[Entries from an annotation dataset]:
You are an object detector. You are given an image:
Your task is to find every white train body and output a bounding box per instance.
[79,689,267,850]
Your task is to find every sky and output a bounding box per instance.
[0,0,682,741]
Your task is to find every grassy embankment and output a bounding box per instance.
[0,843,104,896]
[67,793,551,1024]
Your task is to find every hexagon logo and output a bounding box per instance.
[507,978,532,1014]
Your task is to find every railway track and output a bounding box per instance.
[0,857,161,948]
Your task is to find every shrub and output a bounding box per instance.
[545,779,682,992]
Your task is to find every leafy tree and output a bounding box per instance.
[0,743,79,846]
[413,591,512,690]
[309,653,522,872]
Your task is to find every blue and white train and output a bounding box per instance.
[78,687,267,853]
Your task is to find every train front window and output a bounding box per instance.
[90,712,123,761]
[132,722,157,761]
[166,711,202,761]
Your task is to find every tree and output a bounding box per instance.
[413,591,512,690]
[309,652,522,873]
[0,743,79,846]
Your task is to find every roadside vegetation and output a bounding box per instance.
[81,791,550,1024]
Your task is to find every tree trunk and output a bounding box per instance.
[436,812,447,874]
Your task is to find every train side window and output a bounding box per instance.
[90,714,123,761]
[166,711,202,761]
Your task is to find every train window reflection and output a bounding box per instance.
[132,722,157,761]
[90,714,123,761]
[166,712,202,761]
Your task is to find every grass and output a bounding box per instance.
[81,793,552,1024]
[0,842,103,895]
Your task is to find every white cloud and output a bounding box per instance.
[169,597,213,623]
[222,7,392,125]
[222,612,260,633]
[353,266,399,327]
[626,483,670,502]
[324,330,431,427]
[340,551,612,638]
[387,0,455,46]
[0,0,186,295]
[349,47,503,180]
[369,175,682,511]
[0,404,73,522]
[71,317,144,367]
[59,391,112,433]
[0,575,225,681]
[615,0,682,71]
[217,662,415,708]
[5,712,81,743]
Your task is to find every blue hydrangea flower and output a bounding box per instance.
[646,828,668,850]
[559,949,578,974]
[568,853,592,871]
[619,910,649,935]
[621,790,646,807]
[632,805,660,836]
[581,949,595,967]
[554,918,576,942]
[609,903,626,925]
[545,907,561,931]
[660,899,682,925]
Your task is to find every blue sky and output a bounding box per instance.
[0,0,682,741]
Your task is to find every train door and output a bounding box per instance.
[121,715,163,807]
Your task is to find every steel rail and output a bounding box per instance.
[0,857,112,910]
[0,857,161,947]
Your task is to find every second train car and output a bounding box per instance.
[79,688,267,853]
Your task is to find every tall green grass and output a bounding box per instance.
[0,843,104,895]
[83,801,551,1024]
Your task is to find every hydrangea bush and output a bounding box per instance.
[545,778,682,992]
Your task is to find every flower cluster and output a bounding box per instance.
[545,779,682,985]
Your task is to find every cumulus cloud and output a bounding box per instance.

[What the exercise asks]: Return all of the data exactly as it reads.

[The result]:
You are an object detector. You are given an image:
Your task is to find every white train body and output a bounding box per instance.
[79,689,267,850]
Your task is to find every sky and output a bounding box per instance.
[0,0,682,741]
Your task is to find every grassy embankment and output a bounding box per instance.
[0,843,104,896]
[67,793,551,1024]
Your task is to find every hexagon logo and output a bounding box per instance.
[507,978,532,1014]
Your task is to find every railway track and output a bounding box per instance.
[0,857,161,948]
Your task is to find every shrub and output a bounding box per instance.
[545,779,682,992]
Your task is to find every leafy tree and output a bounding box per instance.
[0,743,79,846]
[413,591,512,690]
[309,653,522,872]
Your task is to find every blue and white train and output a bounding box per instance.
[78,687,267,853]
Your task is to find every train front window and output a bounding box per instance.
[90,712,123,761]
[132,722,157,761]
[166,711,202,761]
Your task is to find every tree and output a bounding box per instance.
[413,591,512,690]
[309,652,522,873]
[0,743,79,846]
Your task is to find every roadside vegetation and output a bounding box per instance.
[81,791,550,1024]
Your task is to find every tree trunk and output a bounding box per instance.
[436,812,447,874]
Your task is to find every train side window and output a bounding box per instance.
[90,714,123,761]
[166,711,202,761]
Your task is to find every train window reflection and output a bounding box per instance.
[132,722,157,761]
[90,714,123,761]
[166,712,202,761]
Your task is to find every grass and output a bounding box per instance.
[81,793,552,1024]
[0,842,103,895]
Your task is to find every white cloud and output a bounding box per instance.
[169,597,213,623]
[222,7,392,125]
[222,612,260,633]
[353,266,399,327]
[626,483,670,502]
[324,330,431,427]
[340,551,612,638]
[387,0,455,46]
[0,0,186,295]
[349,47,503,180]
[369,175,682,511]
[0,404,73,522]
[71,317,144,367]
[59,391,112,433]
[0,575,225,681]
[615,0,682,71]
[217,662,415,708]
[5,712,81,743]
Your task is to find every blue hydrangea flower and output a bounding box per instance.
[646,828,668,850]
[559,949,578,974]
[568,853,592,871]
[619,910,649,935]
[621,790,646,807]
[632,805,660,836]
[581,949,595,967]
[554,918,576,942]
[609,903,626,925]
[545,907,561,931]
[660,899,682,925]
Your task is to find every blue sky and output a bounding box per instance.
[0,0,682,741]
Your task is to find every train door and output a bounding box per instance.
[121,715,163,807]
Your task is to find every steel rail and output a bounding box per instance.
[0,857,112,910]
[0,857,161,947]
Your task is to find every second train car and output a bounding box per instance.
[79,688,267,853]
Your task is to find every tall green grass and output a bounding box per instance.
[0,843,104,895]
[83,801,551,1024]
Your task is to find every hydrangea bush and output a bounding box per instance.
[545,778,682,992]
Your task is to find every flower cluster and output a bounding box per instance.
[545,779,682,985]
Your task is to find every cumulus cloud and output a bounding box per instance.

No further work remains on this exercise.